§ **Text**
· · · · ·
Zu den Voraussetzungen der Strafbarkeit eines Subventionsbetruges und der Abgabe einer falschen eidesstattlichen Versicherung zwecks Erlangung einer Abwrackprämie.

Urteil des Landgerichts Duisburg

vom 2. November 1983

Zum Sachverhalt:

Dem Angeklagten X. wurde zur Last gelegt, mit dem früheren Mitangeklagten Y. einen Subventionsbetrug und tateinheitlich eine schwere mittelbare Falschbeurkundung begangen zu haben. Das gegen Y. eingeleitete Strafverfahren ist inzwischen eingestellt worden. Der Angeklagte X. wurde vom Amtsgericht - Schöffengericht - im Urteil vom 13. Juli 1981 freigesprochen, dagegen im Berufungsverfahren vom Landgericht - XVIII. große Strafkammer/Wirtschaftskammer - durch Urteil vom 10. Mai 1982 unter Aufhebung des amtsgerichtlichen Urteils wegen Anstiftung zur falschen Versicherung an Eides Statt zu einer Geldstrafe von 30 Tagessätzen ä 100,- DM, verurteilt. Die Strafbarkeit wegen Subventionsbetruges wurde auch von der Strafkammer des Landgerichts verneint. Auf Revision des Angeklagten hat das Oberlandesgericht mit Urteil vom 11. November 1982 das landgerichtliche Urteil aufgehoben und die Sache zur erneuten Verhandlung und Entscheidung an eine andere Wirtschaftsstrafkammer des Landgerichts zurückverwiesen. Die V. Strafkammer des Landgerichts hat mit Urteil vom 2. November 1983 die Berufung der Staatsanwaltschaft gegen das Urteil des Amtsgerichts vom 13. Juli 1981 verworfen und sämtliche Kosten der Staatskasse auferlegt, im Ergebnis also erneut auf Freispruch erkannt.
· · · · ·
§ **Schriftliche Aufgabe A**
Zieh aus den Einträgen unten jede Zeile heraus, in der die Zeichenfolge "viewBox" vorkommt. Groß- und Kleinschreibung zählt.

(In einem Datensatz enthaltene Einträge)
· · · · ·
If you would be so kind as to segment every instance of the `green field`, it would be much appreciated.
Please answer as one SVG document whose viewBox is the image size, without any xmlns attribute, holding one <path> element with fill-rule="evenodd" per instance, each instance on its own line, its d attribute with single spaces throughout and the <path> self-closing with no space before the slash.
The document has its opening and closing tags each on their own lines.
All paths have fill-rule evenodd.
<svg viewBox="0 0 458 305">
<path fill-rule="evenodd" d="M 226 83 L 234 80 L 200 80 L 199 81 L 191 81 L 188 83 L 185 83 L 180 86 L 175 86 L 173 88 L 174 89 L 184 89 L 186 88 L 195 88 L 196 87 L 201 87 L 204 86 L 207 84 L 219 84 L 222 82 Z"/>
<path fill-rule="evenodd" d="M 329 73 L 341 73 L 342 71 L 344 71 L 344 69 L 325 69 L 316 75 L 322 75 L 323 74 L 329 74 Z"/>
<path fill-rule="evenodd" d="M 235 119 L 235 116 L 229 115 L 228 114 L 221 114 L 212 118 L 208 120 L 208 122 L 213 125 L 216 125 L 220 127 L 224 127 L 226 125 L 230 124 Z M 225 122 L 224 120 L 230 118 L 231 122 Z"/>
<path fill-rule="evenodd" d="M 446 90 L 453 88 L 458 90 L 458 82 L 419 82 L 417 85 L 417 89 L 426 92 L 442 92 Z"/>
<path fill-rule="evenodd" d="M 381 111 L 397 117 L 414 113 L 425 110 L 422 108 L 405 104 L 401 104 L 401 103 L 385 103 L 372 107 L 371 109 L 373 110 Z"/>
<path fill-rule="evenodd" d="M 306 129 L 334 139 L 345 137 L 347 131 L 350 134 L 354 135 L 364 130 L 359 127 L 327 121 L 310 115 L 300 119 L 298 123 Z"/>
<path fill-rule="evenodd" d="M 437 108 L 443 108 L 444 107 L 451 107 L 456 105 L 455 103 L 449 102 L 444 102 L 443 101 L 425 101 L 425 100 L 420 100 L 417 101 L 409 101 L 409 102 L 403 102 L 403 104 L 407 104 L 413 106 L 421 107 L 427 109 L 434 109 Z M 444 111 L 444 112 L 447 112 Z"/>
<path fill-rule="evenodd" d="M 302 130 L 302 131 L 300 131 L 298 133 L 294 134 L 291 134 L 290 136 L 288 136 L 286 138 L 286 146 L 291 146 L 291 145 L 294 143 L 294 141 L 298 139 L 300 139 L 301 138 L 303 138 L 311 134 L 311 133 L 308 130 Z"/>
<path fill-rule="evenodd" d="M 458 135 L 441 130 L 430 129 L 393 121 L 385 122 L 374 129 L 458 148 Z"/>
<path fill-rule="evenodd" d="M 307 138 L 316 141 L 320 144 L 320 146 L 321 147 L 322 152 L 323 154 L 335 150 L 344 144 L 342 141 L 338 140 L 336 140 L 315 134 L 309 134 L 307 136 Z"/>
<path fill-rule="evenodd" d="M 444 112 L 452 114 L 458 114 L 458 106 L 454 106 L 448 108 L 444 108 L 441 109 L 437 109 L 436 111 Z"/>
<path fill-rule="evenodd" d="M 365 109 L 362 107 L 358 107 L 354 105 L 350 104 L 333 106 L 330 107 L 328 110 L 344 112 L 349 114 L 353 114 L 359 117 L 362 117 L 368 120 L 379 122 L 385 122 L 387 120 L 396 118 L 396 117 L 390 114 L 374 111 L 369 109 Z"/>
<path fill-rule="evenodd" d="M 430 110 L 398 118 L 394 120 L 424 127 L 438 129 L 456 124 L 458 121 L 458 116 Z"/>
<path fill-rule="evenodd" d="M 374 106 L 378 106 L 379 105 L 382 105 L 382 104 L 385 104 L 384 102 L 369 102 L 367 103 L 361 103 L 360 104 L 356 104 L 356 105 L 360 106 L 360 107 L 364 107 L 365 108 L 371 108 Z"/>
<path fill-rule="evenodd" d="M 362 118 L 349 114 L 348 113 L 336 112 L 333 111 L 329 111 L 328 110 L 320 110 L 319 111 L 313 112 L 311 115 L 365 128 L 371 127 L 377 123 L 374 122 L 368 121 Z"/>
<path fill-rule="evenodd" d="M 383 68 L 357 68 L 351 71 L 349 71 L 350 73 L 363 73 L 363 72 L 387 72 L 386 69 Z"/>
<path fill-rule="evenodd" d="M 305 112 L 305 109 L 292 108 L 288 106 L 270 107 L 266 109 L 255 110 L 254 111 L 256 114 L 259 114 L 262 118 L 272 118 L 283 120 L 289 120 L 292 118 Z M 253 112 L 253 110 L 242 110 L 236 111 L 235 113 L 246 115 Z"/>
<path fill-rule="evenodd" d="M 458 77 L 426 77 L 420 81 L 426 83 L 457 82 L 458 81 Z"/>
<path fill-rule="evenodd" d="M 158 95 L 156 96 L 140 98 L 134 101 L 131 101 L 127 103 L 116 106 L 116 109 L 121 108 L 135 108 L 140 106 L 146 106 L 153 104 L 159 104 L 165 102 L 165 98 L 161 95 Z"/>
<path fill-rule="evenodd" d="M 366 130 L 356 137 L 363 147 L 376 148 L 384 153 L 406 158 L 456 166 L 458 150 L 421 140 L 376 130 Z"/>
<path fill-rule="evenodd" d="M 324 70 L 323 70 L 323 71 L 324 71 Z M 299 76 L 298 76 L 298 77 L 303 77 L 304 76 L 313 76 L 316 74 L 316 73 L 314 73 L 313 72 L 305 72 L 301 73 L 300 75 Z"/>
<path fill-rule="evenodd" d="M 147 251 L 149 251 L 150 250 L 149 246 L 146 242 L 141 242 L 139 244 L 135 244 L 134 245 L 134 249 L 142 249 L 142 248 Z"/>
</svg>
· · · · ·
§ **Schriftliche Aufgabe B**
Liste alle verschiedenen Datumsangaben auf, die im Urteilstext zum Subventionsbetrug stehen, jede nur einmal.

§ **Richtiges Ergebnis A**
Please answer as one SVG document whose viewBox is the image size, without any xmlns attribute, holding one <path> element with fill-rule="evenodd" per instance, each instance on its own line, its d attribute with single spaces throughout and the <path> self-closing with no space before the slash.
<svg viewBox="0 0 458 305">

§ **Richtiges Ergebnis B**
- 2. November 1983
- 13. Juli 1981
- 10. Mai 1982
- 11. November 1982